• Bounding-box records:

/---

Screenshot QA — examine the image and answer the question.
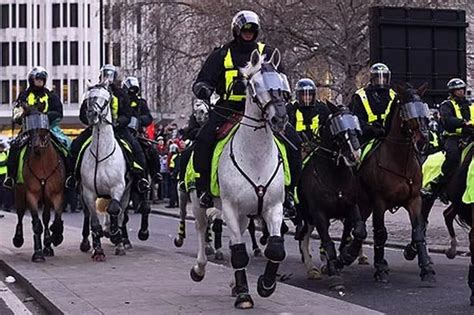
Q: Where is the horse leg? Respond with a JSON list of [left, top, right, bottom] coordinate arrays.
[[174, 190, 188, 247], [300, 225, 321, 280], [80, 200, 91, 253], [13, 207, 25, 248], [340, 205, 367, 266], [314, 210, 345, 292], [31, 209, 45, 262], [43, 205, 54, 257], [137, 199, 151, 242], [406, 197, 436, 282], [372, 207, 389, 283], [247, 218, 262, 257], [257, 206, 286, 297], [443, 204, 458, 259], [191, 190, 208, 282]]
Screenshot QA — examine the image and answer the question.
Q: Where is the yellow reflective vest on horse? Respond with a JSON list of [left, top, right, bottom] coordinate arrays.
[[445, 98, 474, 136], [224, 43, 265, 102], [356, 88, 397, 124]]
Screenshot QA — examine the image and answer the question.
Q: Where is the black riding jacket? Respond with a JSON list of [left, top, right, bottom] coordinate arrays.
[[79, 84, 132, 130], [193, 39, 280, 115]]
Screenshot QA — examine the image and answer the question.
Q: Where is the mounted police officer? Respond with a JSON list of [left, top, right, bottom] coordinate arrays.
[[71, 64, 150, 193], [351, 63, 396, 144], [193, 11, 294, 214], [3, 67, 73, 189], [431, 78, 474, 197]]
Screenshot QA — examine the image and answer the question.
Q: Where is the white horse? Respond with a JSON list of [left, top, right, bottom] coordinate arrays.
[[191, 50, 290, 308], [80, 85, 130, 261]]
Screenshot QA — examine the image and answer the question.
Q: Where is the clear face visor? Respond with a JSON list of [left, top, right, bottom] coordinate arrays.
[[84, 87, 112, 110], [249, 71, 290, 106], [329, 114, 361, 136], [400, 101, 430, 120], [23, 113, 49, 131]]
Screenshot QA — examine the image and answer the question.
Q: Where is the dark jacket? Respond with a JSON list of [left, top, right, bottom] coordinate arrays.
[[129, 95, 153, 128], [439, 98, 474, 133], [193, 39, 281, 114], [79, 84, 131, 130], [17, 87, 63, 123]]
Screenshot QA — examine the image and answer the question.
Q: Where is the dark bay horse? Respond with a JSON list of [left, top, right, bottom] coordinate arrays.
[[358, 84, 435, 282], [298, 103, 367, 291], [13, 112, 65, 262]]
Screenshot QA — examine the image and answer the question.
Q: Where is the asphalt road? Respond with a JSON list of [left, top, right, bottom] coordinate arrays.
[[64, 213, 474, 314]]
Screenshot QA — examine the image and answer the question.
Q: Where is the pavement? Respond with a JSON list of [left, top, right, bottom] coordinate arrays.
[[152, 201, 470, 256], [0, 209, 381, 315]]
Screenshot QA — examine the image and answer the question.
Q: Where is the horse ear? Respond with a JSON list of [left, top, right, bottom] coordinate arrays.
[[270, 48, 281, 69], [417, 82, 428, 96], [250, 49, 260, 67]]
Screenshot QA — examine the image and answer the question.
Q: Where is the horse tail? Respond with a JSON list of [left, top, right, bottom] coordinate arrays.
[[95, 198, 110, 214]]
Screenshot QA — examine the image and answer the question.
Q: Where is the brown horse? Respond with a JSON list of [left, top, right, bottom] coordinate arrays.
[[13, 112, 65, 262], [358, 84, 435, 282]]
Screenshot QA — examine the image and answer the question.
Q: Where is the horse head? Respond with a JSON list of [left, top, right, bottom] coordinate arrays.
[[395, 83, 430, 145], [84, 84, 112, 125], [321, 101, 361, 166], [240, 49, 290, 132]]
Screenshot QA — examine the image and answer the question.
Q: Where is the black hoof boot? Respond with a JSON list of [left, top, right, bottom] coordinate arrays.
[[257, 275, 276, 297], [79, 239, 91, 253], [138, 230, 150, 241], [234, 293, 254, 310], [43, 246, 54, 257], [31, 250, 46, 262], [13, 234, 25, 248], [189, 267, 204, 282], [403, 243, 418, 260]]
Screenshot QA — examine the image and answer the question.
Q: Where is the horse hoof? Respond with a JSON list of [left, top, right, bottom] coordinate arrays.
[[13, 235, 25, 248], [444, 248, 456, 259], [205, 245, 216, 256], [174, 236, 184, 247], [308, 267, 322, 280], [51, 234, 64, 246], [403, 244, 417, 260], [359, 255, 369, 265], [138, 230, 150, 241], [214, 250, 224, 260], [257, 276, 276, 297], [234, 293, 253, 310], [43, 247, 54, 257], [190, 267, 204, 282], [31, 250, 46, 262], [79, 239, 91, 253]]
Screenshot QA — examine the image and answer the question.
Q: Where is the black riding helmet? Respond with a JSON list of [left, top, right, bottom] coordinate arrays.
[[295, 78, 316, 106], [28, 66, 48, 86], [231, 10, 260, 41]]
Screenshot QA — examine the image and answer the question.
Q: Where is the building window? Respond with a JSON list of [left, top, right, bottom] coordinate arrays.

\---

• PROBLEM REQUIREMENTS:
From the data above, pull out each line that contains the string "hoof" and copy it unchanged.

• REPLY:
Q: Where is the black hoof boot? Respond with a JSON list of [left, top, right, bottom] coordinate arrays.
Q: Where is the horse hoof? Respond with a JSON list of [left, top, right, bottom] coordinate arrays.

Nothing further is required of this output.